[EXCERPTED TEXT]
"""
The introduction of ancillary, exhaustive spatial information linked to salinity might improve the mapping of this attribute. Many researchers have shown that remote sensing, particularly within the visible spectral range, yields spatial information strongly correlated with salinity (Mougenot, 1993; Rahman et al., 1994; Khan et al., 2001; Metternicht and Zinck, 2003) or soil surface features with additional microwave remotely sensed data (Metternicht and Zinck, 1998; Sumfleth and Duttmann, 2007). Moreover, several researchers have demonstrated the advantage of combining data from remote sensing with pinpoint information observed on the ground (Bishop and McBratney, 2001; Carré and Girard, 2002). Several studies have explored the potential benefits of using secondary information to map different variables. For example, Goovaerts (2000) compared Thiessen polygons, Inverse Distance Weighting (IDW), SKLVM, kriging with an external drift and collocated cokriging for soil mapping properties. With the latter three approaches elevation was used as the secondary variable and these techniques resulted in smaller prediction errors than the univariate ones.
"""
[PROBLEM A]
Condense the salinity mapping paragraph that begins "The introduction of ancillary" into a short bulleted list that keeps its main facts.

[DATA LISTING]
"""
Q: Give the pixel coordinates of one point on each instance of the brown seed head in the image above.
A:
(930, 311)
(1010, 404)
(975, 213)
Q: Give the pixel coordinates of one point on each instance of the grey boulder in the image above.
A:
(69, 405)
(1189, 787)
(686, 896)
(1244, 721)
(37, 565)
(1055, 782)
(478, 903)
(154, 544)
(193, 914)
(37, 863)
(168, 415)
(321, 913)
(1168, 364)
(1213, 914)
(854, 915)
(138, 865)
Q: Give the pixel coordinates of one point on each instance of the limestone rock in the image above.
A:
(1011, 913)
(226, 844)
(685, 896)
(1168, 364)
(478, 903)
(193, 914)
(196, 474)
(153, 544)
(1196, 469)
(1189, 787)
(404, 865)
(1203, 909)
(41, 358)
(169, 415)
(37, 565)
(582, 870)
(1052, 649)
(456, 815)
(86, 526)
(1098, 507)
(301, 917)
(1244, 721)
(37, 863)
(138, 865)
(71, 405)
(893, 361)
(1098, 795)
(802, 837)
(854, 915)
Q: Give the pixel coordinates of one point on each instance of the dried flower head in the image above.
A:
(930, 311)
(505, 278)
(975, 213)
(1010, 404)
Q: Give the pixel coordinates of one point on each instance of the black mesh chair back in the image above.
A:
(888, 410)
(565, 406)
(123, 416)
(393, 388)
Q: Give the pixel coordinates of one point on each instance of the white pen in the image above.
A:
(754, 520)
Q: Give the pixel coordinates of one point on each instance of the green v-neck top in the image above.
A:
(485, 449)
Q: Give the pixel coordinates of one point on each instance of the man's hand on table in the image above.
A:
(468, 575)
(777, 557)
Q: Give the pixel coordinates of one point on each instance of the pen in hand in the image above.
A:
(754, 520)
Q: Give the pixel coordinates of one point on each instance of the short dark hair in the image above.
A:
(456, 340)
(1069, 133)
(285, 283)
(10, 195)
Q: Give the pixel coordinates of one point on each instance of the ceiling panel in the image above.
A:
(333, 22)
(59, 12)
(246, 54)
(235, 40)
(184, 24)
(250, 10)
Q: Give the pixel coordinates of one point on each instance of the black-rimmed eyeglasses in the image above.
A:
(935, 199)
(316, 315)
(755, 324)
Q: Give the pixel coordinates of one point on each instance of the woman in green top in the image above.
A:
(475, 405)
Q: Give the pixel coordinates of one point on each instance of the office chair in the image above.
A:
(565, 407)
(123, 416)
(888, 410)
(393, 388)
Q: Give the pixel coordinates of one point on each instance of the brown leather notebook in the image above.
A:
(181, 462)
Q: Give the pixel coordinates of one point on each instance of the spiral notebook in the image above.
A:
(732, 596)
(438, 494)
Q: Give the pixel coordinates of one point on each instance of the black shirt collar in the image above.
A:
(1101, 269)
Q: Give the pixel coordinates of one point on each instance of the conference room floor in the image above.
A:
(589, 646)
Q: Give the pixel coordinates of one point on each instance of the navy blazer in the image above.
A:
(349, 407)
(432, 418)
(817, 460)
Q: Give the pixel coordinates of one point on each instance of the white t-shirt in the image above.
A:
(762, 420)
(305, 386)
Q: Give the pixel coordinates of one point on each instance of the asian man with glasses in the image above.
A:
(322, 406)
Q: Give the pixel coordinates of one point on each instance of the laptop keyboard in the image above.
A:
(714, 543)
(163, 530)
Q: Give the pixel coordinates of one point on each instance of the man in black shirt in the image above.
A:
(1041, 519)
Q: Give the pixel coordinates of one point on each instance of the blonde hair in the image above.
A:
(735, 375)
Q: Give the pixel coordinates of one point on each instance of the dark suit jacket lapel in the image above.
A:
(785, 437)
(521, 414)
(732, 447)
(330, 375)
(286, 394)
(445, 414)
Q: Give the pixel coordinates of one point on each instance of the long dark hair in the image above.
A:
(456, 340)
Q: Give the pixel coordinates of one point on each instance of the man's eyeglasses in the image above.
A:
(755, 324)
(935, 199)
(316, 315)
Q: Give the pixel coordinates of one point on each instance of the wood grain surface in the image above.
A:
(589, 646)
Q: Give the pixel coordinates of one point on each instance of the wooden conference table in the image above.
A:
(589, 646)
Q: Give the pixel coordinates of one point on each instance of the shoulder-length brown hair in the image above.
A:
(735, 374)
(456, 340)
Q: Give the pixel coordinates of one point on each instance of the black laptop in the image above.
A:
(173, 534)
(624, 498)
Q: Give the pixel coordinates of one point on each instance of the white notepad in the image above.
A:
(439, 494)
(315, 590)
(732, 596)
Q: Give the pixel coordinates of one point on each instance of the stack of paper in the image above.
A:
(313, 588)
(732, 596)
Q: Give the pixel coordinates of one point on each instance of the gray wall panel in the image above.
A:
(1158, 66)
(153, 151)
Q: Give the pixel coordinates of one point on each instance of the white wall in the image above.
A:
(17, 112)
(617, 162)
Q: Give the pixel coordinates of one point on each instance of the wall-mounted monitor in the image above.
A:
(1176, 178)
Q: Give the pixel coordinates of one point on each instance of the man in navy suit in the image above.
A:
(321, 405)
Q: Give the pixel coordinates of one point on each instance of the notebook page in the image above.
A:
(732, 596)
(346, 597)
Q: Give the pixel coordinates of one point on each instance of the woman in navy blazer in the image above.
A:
"""
[PROBLEM B]
Rename "navy" to "dark blue" throughout the listing, from the line with "monitor in the image above." up to and including the last line of the listing. Give those lines again with nothing else changed.

[WRITTEN REPLY A]
- Adding exhaustive ancillary spatial information linked to salinity might improve the mapping of salinity.
- Remote sensing, especially in the visible spectral range, yields spatial information strongly correlated with salinity. With additional microwave data, it also yields information on soil surface features.
- Combining remote sensing data with point observations made on the ground has proven advantageous.
- Several studies have explored using secondary information to map different variables.
- Goovaerts (2000) compared five approaches for mapping soil properties: Thiessen polygons, IDW, SKLVM, kriging with an external drift and collocated cokriging. The last three used elevation as a secondary variable and gave smaller prediction errors than the univariate approaches.

[WRITTEN REPLY B]
Q: Give the pixel coordinates of one point on each instance of the wall-mounted monitor in the image above.
A:
(1176, 178)
Q: Give the pixel coordinates of one point on each instance of the man in dark blue suit in the image above.
A:
(321, 405)
Q: Give the pixel coordinates of one point on each instance of the notebook page in the image above.
A:
(732, 596)
(346, 597)
Q: Give the pixel coordinates of one point on each instance of the woman in dark blue blazer in the image above.
A:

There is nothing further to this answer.